Data for analysis:
##########

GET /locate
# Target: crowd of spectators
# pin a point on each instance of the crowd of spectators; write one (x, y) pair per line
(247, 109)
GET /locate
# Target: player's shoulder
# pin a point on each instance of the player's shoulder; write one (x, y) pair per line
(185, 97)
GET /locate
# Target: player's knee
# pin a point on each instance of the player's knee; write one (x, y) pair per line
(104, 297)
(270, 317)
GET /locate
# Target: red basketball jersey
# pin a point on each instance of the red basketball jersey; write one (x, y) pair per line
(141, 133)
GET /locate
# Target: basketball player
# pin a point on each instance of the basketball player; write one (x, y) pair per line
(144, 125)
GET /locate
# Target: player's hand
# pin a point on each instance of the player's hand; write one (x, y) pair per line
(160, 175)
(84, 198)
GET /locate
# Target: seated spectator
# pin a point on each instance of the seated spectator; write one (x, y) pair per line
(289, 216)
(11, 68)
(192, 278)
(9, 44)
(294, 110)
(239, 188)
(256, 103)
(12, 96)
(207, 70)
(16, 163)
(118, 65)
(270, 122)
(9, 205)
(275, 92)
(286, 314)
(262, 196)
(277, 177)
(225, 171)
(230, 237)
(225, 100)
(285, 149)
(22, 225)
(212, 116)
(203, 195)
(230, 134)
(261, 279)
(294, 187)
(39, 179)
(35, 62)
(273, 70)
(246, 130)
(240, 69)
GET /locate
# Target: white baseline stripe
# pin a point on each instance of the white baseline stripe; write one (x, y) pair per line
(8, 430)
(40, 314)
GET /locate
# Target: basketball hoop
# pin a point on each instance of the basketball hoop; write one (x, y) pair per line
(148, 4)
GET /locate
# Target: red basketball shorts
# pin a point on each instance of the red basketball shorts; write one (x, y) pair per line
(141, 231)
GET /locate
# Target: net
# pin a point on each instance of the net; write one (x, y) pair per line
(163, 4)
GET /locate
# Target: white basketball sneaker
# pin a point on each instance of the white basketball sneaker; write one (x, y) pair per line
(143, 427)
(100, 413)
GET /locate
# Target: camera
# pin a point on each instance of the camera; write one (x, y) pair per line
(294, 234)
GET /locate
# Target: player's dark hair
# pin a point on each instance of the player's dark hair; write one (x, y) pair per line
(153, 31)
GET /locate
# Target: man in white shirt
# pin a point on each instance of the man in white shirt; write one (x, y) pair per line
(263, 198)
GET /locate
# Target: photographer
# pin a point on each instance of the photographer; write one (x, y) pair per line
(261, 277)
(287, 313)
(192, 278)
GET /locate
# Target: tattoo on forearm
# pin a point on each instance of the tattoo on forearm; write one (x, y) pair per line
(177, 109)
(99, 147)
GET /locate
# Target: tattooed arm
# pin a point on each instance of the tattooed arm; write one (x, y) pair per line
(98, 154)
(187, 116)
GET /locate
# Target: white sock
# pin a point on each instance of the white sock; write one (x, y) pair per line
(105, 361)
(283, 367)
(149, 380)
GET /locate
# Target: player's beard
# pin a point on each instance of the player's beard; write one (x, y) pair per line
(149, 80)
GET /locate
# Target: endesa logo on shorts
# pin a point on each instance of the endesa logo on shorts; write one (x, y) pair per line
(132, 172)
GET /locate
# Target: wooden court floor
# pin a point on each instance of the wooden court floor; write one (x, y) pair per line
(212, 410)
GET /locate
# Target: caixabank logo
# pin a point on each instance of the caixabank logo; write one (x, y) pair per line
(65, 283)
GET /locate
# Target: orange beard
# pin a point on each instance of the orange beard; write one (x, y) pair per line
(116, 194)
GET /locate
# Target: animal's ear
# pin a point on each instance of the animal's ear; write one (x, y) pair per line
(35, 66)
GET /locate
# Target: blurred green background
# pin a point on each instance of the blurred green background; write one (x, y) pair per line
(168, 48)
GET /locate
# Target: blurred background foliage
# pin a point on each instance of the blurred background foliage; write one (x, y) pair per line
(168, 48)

##########

What is being asked: Each line from the top of the data, up to and including the line that contains "# Target: player's knee", should be set down exactly.

Task output:
GET /locate
# Target: crowd of spectators
# pin a point on each instance of the crowd of spectators; write one (x, y) pair per line
(247, 109)
GET /locate
# Target: player's shoulder
# pin a point on each instance of the player's shoulder; write one (x, y) pair per line
(185, 97)
GET /locate
# Target: player's knee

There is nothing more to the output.